***** Material for this exercise

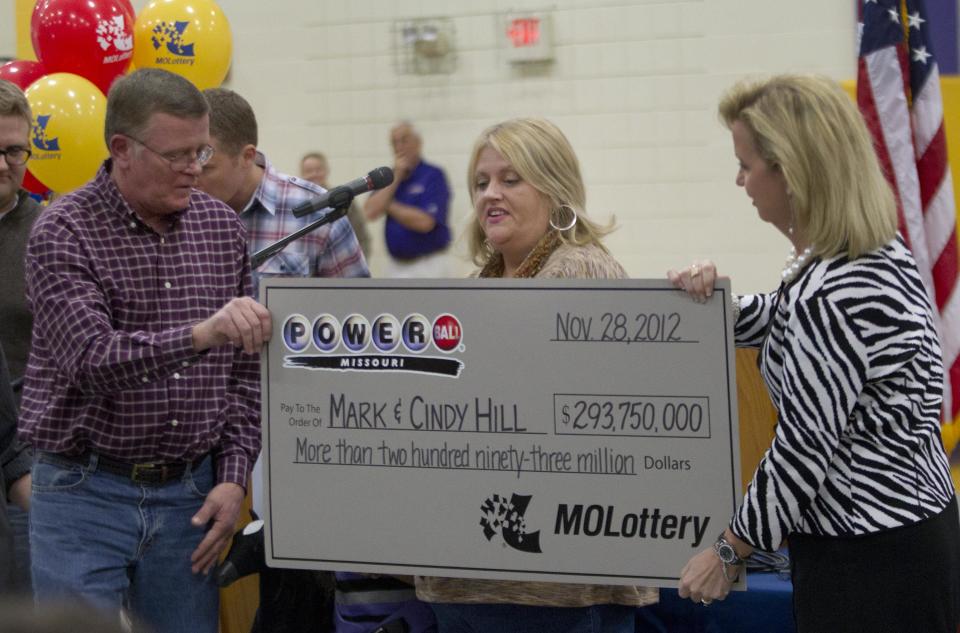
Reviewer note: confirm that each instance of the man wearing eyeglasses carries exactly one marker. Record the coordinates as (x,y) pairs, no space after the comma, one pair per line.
(18,212)
(141,398)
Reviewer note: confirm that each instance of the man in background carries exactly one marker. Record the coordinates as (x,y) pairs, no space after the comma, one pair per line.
(18,212)
(264,198)
(142,394)
(415,205)
(315,168)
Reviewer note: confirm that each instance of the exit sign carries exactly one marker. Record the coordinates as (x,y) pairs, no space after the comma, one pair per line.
(528,37)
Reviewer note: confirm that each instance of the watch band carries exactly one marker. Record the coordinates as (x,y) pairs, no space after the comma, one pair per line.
(728,556)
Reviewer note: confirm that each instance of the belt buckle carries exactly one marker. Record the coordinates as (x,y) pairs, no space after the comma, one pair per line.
(149,473)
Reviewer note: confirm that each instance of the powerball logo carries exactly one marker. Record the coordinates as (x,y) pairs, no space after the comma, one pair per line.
(384,344)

**********

■ **Task instructions**:
Beginning with the line that holds "Reviewer note: confirm that each instance of the exit" and ending with the last line of the data, copy each line exactly and add nothing.

■ **Response**:
Reviewer note: confirm that each instance of the exit sign carries exactly one marker. Record the coordinates as (x,y) pairs, no space after the comma, one pair per line.
(528,37)
Reviewer note: confirm that each instance of the watch band carries exactly one marker. Record the coordinates as (x,y) pairs, no space after the comma, one pair per line.
(728,556)
Reviewer note: confirm that each instance of the belt buckle carries exactly one marker. Record the coordinates as (x,y) pairs, no space after the comma, one pair per line.
(149,473)
Reviewer note: confirm that each instance of the powerball logo carries exactly one marker. Record the coordinates as (x,y) pairs, no space after the comma, one pair per line.
(384,344)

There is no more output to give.